* Extract provided:
=-=-=-=-=
Society for Social Work and Research

Sixteenth Annual Conference Research That Makes A Difference: Advancing Practice and Shaping Public Policy
11-15 January 2012 I Grand Hyatt Washington I Washington, DC

92P Different Perspectives On Health Behaviors and Lifestyle Changes After Breast Cancer Treatment: : A Qualitative Comparison of Chinese-, Korean-, and Mexican-American Survivors

Saturday, January 14, 2012
Independence F - I (Grand Hyatt Washington)
* noted as presenting author
Jung-Won Lim, PhD, Assistant Professor, Case Western Reserve University, Cleveland, OH
Background: The increase in breast cancer survival rates may be attributed to healthy lifestyles and behaviors following cancer diagnosis and treatment. However, it is still unclear how breast cancer survivors (BCS) decide which behaviors to change and what factors influence positive or negative changes in health behaviors or lifestyle. The purpose of this study was to explore the health behaviors and lifestyle changes that Chinese-, Korean-, and Mexican-American women adopt after a breast cancer diagnosis, and to describe the facilitators and barriers that influence their health behavior and lifestyle changes. We further explored perceptions regarding the impact of health behavior and lifestyle changes on health.
=-=-=-=-=
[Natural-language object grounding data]

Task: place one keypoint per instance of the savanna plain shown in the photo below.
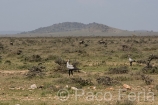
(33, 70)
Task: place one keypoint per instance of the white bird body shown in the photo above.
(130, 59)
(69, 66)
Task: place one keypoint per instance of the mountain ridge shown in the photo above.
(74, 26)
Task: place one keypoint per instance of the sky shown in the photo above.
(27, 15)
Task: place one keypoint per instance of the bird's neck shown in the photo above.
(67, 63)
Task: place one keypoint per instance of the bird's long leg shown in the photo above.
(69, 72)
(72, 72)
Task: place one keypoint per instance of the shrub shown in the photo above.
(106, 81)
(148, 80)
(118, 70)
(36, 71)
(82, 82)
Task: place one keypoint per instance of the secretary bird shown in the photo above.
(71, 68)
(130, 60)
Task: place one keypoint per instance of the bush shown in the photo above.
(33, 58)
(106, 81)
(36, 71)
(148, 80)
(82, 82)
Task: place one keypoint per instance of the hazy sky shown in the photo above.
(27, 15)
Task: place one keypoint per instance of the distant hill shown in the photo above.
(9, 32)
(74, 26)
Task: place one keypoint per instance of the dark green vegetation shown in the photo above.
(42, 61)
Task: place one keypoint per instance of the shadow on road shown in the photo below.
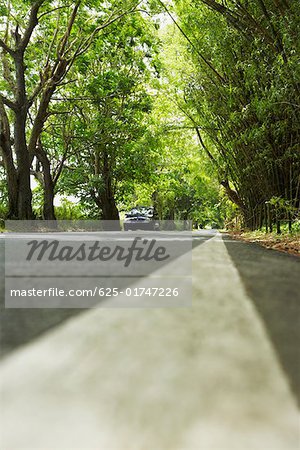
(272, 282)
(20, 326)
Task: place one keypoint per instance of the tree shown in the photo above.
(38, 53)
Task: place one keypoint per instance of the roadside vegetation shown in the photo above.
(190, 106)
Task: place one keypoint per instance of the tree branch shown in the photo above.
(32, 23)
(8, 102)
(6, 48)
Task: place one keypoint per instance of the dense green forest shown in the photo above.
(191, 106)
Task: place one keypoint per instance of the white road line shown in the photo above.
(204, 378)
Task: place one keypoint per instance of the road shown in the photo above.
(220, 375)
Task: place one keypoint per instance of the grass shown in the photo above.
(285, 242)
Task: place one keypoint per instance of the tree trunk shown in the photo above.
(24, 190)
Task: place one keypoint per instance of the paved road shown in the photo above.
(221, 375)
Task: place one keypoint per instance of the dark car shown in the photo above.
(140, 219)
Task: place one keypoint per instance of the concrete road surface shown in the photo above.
=-=-=-=-=
* What to work on: Translate this sentence from the breast cancer survivors abstract above into Spanish: "We further explored perceptions regarding the impact of health behavior and lifestyle changes on health."

* Task output: Además, exploramos las percepciones sobre el impacto de los cambios en los comportamientos de salud y en el estilo de vida sobre la salud.